Resources used textiles

Used textiles require very careful handling when it comes to collecting and sorting. Unlike collected mixed material streams like lightweight packaging or paper, wearable used textiles are directly being reused as a component of the collected mix. Improper handling, either because of poor expertise or because of using inappropriate machinery, leads to a significant reduction of the amount of wearable second-hand clothing.

Over 70% of the world’s population are using second-hand clothing.1 Reusing abroad does not compete with local economies, although this is often claimed. Instead, it rather allows an affordable access to high-quality textiles. If the needs for second-hand clothing were to be met by primary raw materials, it would have a crucial influence on the environment and global resources.


Recycling textiles is active environment protection

For every reused textile, necessary resources and harmful substances are being needed during the primary production. The selected examples below serve to illustrate this:

  • Besides the extremely high space demands2 (67 ha per ton), the production of 1 kg cotton fibres requires approx. 22,000 to 25,000 litre water.3
  • Cotton production requires approx. 11% of the total use of pesticides and 25% of the total use of insecticides worldwide.4
  • About half of the fibres being used for textiles are produced from fossile.5
  • (Preparation for) Reusing a t-shirt alone saves 2,5 kg CO2-eq.6

Reusing used textiles is a crucial part for conserving resources, saving energy, reducing water consumption and minimising the use of harmful substances


Our aim

It is our objective as the GftZ to achieve the best value and high-quality recycling of used textiles following the prioritisation according to the waste hierarchy.

**DATA EXCERPT**
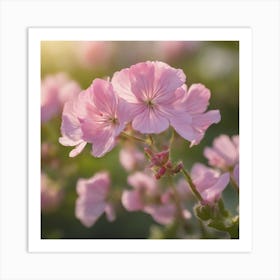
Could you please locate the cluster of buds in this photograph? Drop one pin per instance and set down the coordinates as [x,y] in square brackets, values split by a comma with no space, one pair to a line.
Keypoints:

**STATED GOAL**
Copy the full text on used textiles above word for word.

**ANSWER FOR THE TASK**
Resources used textiles

Used textiles require very careful handling when it comes to collecting and sorting. Unlike collected mixed material streams like lightweight packaging or paper, wearable used textiles are directly being reused as a component of the collected mix. Improper handling, either because of poor expertise or because of using inappropriate machinery, leads to a significant reduction of the amount of wearable second-hand clothing.

Over 70% of the world’s population are using second-hand clothing.1 Reusing abroad does not compete with local economies, although this is often claimed. Instead, it rather allows an affordable access to high-quality textiles. If the needs for second-hand clothing were to be met by primary raw materials, it would have a crucial influence on the environment and global resources.


Recycling textiles is active environment protection

For every reused textile, necessary resources and harmful substances are being needed during the primary production. The selected examples below serve to illustrate this:

  • Besides the extremely high space demands2 (67 ha per ton), the production of 1 kg cotton fibres requires approx. 22,000 to 25,000 litre water.3
  • Cotton production requires approx. 11% of the total use of pesticides and 25% of the total use of insecticides worldwide.4
  • About half of the fibres being used for textiles are produced from fossile.5
  • (Preparation for) Reusing a t-shirt alone saves 2,5 kg CO2-eq.6

Reusing used textiles is a crucial part for conserving resources, saving energy, reducing water consumption and minimising the use of harmful substances


Our aim

It is our objective as the GftZ to achieve the best value and high-quality recycling of used textiles following the prioritisation according to the waste hierarchy.